Exercise description
Report all lines from the entries below in which "grey" appears.

Information
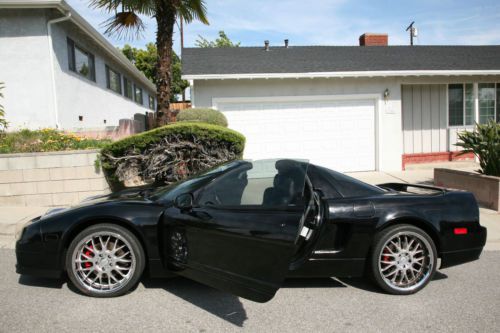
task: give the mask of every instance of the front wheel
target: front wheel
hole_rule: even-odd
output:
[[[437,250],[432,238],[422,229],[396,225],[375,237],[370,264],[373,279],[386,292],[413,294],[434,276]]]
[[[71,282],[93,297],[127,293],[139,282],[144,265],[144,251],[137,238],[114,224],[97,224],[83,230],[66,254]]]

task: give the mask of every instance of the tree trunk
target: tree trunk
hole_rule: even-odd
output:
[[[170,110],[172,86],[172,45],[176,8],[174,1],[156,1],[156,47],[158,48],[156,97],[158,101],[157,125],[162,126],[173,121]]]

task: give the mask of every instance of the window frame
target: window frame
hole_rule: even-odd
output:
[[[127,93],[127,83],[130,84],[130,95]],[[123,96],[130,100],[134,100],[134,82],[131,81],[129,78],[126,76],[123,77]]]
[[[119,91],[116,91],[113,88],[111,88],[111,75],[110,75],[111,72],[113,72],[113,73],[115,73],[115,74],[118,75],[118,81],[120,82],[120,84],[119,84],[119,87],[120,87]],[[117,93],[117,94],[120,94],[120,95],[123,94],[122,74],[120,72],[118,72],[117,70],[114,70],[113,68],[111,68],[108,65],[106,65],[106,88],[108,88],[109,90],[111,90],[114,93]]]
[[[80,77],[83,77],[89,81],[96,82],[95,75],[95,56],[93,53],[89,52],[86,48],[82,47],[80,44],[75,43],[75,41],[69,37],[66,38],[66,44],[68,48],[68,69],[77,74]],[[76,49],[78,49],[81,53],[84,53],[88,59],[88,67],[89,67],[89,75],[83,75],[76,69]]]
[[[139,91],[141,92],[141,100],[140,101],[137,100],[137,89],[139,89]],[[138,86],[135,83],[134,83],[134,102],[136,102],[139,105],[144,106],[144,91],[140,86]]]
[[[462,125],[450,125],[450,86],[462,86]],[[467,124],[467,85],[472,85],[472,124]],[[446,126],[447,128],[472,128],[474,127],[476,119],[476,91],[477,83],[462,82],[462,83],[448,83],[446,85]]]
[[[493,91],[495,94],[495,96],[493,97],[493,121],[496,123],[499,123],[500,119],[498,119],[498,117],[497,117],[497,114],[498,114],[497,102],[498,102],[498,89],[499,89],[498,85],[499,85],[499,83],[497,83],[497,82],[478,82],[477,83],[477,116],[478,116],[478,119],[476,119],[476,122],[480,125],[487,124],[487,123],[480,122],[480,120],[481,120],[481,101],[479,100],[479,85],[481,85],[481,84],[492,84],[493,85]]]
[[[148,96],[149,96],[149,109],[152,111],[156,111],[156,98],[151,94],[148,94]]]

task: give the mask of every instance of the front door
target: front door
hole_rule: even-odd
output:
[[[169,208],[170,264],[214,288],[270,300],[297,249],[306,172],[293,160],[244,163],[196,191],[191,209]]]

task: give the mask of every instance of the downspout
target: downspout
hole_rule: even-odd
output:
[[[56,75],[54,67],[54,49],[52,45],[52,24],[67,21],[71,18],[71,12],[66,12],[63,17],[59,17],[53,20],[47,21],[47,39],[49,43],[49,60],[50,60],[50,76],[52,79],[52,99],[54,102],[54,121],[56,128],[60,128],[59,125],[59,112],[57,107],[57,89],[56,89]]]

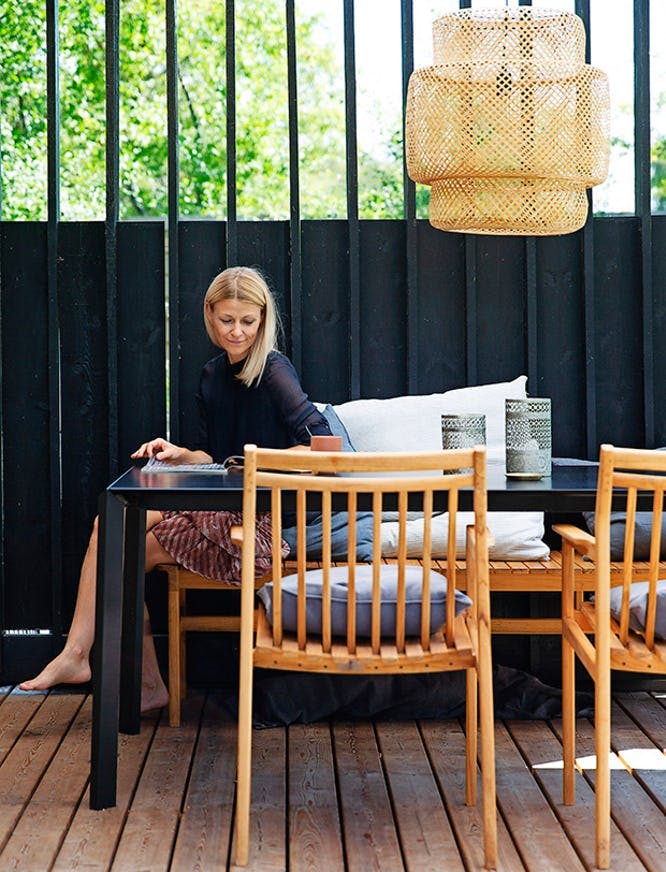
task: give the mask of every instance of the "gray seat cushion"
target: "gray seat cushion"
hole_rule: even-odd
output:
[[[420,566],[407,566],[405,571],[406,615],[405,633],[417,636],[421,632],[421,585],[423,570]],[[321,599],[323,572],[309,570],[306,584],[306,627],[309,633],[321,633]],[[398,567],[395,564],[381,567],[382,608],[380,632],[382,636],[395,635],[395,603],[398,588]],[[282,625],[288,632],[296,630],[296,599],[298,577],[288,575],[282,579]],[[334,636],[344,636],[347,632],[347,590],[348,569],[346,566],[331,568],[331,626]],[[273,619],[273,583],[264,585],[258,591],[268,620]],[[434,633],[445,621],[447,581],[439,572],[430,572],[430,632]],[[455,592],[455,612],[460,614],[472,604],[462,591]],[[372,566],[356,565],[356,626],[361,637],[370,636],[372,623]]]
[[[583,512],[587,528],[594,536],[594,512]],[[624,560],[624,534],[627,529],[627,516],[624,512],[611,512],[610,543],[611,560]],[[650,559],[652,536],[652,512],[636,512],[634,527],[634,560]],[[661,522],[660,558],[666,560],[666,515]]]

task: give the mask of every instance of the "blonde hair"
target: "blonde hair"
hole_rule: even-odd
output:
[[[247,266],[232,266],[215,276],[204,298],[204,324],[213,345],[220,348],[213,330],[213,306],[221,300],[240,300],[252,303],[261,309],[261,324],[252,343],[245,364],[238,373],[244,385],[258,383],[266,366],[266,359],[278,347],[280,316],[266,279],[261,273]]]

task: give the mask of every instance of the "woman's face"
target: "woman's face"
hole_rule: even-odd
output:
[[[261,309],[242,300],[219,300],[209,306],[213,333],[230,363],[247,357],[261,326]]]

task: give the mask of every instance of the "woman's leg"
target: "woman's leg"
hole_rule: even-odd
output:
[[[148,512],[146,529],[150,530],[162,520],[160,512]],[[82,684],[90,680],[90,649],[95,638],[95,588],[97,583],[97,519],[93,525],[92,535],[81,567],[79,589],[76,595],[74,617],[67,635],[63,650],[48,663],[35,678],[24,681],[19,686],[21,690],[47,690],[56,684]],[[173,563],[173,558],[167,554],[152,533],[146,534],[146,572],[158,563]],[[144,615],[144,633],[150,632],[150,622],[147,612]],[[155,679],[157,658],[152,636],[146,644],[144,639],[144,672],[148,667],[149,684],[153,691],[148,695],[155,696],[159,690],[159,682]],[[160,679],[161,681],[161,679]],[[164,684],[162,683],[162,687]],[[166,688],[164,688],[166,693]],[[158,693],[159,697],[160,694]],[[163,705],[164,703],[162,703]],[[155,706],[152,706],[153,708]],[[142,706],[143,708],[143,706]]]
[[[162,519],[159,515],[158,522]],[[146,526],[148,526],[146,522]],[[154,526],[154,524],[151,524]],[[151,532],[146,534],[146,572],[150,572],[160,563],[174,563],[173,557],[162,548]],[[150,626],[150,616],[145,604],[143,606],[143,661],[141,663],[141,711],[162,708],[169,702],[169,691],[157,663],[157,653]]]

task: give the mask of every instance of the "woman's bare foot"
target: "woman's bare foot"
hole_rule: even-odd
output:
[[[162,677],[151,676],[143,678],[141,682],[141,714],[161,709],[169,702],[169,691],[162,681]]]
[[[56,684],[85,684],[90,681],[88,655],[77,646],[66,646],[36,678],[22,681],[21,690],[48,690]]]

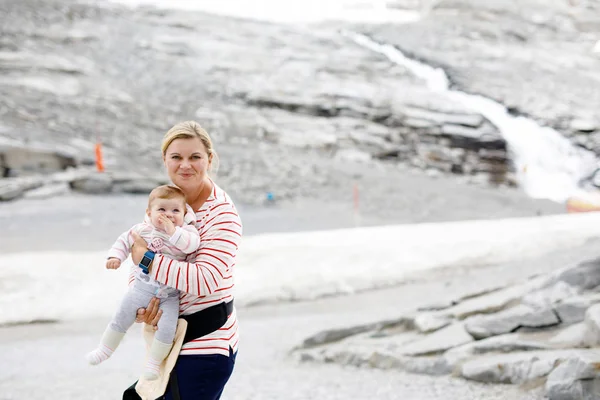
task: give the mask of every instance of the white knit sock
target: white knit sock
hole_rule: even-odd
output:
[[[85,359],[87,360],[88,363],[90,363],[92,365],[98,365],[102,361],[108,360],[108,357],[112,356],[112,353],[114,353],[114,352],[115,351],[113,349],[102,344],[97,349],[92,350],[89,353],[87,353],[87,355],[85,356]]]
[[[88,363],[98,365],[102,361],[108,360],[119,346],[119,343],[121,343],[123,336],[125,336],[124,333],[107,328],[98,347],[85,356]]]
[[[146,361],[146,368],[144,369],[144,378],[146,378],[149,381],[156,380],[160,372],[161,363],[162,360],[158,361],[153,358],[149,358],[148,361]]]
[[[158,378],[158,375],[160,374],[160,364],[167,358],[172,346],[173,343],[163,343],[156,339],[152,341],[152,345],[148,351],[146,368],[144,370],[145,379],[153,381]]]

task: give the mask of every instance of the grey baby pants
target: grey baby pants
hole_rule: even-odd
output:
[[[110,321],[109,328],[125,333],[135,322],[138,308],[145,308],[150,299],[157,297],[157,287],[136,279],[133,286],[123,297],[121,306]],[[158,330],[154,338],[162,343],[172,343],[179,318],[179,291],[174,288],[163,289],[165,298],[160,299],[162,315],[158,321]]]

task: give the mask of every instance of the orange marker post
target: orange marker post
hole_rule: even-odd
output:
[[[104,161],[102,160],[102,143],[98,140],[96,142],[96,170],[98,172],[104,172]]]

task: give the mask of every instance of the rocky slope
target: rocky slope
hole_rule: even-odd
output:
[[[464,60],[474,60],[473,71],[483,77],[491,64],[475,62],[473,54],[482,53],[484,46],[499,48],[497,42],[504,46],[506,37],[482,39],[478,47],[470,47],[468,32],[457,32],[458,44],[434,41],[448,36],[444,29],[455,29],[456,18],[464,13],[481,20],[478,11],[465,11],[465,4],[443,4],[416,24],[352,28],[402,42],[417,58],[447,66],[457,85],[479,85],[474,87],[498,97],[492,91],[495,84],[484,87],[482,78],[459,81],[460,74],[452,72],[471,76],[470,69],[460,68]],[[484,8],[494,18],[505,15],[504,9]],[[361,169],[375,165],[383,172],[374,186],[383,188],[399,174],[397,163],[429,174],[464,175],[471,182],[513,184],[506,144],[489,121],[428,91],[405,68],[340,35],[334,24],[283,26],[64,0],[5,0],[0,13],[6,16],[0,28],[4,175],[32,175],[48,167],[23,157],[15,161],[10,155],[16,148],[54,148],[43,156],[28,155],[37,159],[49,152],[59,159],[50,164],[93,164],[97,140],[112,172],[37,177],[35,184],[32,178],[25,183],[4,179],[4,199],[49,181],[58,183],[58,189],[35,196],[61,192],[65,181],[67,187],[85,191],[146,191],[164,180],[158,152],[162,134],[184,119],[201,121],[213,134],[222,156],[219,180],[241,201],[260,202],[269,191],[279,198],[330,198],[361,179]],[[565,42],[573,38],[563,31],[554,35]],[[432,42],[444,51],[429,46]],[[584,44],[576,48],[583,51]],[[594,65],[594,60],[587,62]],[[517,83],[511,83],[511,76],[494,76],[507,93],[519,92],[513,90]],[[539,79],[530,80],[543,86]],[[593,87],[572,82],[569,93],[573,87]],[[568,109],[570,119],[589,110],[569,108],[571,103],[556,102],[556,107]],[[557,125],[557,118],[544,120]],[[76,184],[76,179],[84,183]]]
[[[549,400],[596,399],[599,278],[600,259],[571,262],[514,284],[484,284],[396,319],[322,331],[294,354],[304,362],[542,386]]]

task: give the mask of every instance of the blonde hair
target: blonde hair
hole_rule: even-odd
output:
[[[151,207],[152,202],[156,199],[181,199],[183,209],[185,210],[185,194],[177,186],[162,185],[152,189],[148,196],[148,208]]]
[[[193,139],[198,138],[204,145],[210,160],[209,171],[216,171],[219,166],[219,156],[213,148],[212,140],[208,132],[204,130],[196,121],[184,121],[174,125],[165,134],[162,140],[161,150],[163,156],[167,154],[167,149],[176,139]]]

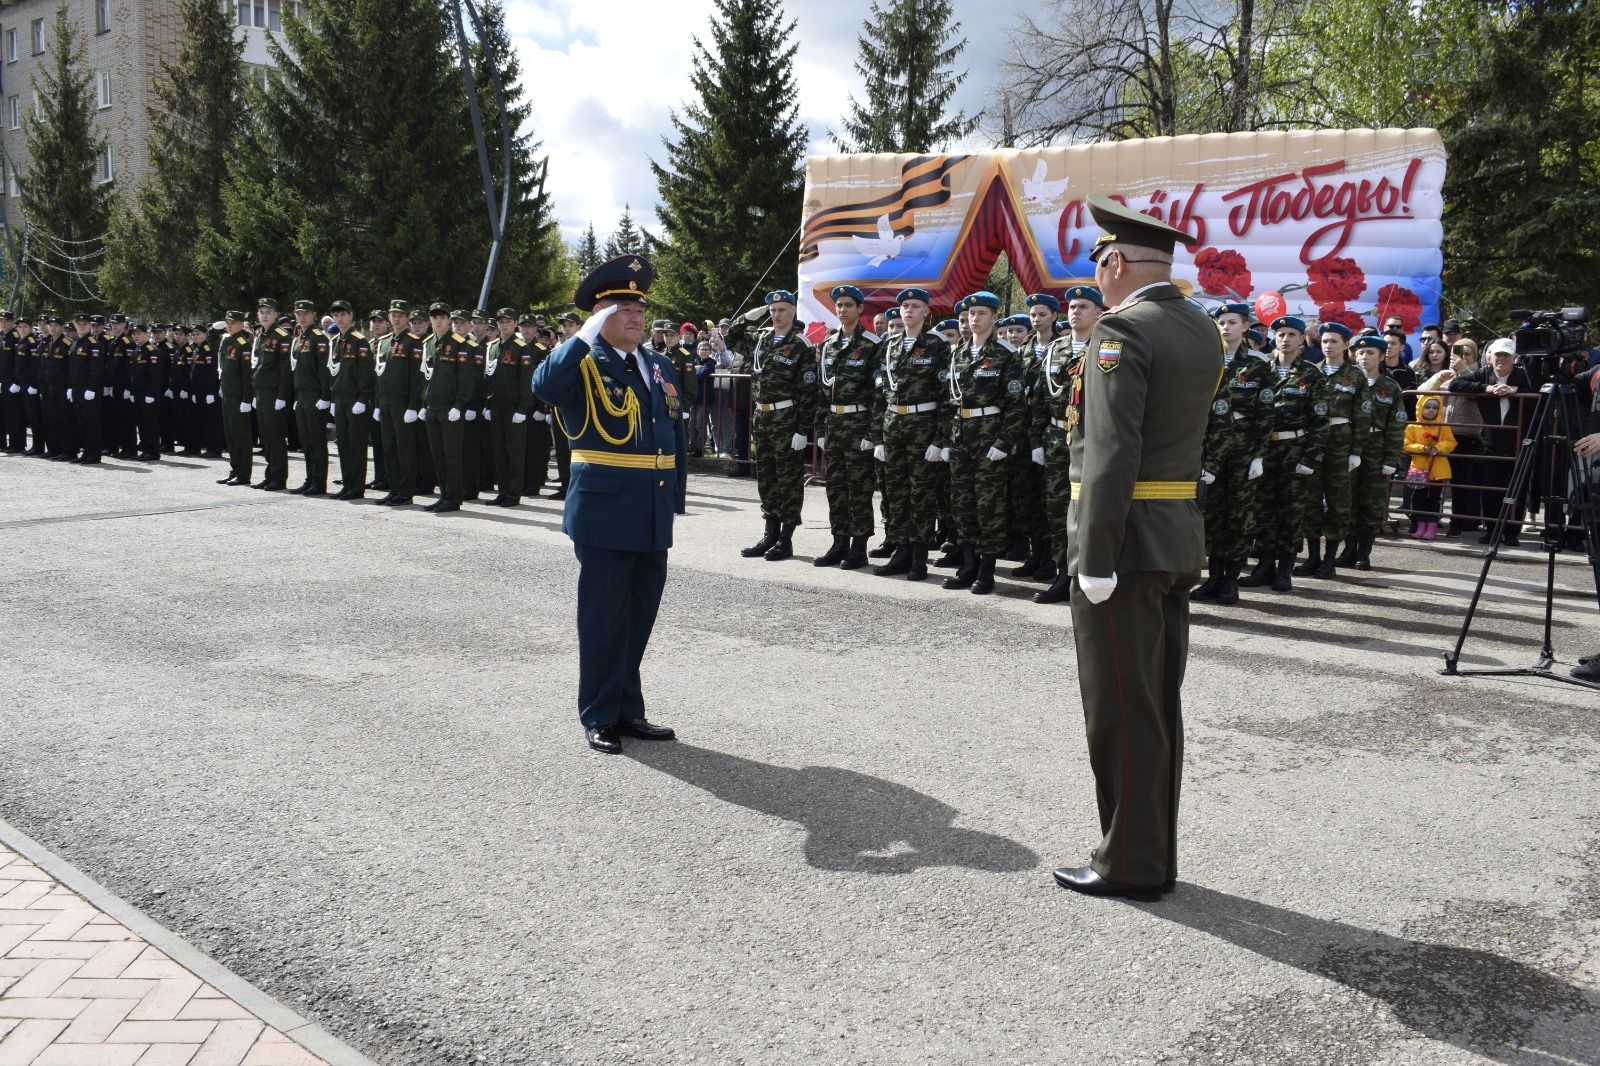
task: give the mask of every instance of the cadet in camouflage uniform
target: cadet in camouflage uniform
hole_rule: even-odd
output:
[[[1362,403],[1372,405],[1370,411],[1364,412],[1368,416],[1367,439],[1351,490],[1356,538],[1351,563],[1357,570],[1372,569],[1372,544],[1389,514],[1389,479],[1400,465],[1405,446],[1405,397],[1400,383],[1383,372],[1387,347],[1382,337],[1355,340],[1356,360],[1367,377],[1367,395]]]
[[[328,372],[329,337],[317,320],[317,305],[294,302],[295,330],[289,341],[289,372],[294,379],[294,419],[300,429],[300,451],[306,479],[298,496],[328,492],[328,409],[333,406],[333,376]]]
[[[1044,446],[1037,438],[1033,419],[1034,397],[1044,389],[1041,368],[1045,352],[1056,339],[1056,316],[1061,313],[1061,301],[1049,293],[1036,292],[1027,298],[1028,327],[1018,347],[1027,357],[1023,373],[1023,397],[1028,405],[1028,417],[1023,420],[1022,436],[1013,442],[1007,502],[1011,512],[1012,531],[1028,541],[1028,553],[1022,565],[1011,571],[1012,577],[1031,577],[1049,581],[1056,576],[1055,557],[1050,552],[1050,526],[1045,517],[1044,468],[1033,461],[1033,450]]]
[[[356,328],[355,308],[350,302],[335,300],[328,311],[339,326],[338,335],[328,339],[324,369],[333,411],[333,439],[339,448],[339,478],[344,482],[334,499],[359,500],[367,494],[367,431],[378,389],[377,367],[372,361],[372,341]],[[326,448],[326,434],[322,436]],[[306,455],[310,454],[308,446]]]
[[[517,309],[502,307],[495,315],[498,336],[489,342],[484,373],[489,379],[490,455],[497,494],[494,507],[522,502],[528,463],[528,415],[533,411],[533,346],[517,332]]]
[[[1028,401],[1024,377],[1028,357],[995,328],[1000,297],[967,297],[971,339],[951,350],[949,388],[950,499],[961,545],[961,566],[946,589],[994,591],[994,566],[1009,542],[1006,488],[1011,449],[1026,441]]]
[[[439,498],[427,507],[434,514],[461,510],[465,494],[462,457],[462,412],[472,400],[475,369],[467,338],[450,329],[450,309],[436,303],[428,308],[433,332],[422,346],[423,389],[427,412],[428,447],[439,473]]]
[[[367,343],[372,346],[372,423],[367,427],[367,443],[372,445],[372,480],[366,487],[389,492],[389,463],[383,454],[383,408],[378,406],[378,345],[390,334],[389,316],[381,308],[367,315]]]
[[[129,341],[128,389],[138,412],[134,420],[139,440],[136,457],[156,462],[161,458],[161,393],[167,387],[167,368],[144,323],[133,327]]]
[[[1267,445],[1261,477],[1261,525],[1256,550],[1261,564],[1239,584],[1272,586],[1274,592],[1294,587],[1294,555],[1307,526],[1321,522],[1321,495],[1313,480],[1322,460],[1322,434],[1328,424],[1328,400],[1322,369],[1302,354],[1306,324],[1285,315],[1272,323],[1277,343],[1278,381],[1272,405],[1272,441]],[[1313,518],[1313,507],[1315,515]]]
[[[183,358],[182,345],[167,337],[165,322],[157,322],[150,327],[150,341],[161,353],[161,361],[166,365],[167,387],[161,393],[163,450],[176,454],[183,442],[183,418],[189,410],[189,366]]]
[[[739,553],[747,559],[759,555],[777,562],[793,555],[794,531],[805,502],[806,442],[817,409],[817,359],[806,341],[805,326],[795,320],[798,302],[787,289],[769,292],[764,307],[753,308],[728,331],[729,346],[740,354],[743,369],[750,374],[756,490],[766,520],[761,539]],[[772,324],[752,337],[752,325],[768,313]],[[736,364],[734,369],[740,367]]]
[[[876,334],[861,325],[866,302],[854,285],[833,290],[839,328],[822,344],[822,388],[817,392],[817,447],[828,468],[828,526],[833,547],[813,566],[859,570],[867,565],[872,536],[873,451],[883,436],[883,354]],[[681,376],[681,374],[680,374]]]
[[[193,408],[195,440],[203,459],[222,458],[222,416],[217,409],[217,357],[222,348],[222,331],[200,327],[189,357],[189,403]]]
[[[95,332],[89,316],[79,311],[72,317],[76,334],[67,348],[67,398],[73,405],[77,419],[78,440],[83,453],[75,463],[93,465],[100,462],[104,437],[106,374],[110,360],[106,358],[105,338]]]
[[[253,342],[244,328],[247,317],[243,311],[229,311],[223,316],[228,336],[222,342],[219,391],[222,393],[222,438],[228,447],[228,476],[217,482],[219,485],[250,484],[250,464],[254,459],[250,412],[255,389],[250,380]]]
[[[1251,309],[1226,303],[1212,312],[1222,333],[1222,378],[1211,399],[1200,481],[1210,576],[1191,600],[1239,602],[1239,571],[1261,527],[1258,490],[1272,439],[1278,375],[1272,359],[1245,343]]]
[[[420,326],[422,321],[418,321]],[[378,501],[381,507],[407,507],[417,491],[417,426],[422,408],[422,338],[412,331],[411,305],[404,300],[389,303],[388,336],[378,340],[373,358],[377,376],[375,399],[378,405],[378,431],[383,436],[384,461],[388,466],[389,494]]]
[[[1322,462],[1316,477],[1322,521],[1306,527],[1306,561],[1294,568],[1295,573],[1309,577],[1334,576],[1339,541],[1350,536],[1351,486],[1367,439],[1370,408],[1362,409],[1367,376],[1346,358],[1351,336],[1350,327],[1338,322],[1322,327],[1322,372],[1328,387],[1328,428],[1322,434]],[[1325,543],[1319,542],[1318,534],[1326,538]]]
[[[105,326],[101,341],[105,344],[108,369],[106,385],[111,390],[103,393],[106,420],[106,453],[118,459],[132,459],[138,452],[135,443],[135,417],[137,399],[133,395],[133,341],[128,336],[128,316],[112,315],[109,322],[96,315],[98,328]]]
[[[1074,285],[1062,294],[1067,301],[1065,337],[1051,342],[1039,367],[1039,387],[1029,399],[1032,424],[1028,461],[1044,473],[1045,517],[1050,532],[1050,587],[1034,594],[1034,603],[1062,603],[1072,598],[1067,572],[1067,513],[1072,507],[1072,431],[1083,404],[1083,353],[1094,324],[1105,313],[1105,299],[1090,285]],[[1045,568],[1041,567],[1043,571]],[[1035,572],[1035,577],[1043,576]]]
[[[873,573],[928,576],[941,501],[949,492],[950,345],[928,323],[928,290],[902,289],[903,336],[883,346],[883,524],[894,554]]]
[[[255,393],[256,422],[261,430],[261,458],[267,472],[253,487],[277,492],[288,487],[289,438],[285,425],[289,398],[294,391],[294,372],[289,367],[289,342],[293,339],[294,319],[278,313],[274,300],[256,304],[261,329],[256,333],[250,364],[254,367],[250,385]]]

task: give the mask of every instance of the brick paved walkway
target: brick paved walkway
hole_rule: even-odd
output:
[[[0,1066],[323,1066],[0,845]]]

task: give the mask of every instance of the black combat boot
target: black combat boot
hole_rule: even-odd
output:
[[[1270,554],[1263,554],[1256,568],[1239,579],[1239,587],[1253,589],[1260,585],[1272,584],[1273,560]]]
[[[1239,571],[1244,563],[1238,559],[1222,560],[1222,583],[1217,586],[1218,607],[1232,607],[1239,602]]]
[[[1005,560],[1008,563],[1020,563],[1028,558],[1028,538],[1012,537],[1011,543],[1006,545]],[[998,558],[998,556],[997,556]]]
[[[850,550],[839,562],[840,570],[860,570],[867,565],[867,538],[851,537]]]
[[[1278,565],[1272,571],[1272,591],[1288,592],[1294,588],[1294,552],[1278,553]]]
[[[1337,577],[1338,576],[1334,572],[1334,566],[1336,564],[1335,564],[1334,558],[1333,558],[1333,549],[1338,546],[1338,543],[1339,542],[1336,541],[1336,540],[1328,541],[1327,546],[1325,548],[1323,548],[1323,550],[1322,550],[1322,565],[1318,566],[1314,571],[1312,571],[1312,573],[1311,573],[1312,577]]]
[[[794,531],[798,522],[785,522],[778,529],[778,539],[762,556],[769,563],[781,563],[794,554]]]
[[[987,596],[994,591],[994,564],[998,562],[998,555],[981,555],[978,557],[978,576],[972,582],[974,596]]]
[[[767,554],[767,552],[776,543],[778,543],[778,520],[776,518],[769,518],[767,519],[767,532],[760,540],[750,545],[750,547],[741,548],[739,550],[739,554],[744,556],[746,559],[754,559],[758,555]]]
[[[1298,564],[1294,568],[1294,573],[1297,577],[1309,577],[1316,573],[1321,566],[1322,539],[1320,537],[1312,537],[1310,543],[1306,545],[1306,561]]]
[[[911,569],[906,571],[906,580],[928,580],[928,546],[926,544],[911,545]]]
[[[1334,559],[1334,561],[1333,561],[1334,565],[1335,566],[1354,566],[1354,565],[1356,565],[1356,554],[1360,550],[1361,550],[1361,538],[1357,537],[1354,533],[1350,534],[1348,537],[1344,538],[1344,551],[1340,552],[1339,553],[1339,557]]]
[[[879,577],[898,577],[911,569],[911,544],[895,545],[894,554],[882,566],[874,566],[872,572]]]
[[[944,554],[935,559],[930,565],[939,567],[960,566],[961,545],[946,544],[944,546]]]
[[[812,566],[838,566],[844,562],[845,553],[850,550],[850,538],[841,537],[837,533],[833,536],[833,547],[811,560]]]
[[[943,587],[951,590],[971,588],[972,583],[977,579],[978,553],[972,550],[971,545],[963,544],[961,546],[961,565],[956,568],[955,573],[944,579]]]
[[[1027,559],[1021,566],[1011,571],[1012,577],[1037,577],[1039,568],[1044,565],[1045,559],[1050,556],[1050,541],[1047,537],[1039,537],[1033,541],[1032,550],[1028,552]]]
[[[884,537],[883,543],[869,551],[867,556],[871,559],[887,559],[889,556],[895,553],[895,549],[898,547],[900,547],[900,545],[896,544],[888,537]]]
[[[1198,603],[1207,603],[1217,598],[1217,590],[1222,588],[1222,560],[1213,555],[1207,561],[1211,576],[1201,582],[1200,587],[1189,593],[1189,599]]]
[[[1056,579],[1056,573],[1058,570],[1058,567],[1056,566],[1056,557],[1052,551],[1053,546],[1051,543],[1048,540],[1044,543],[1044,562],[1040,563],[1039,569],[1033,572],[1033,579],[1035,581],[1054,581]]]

Exercise solution
task: give the mask of every instance of the grey baby pants
target: grey baby pants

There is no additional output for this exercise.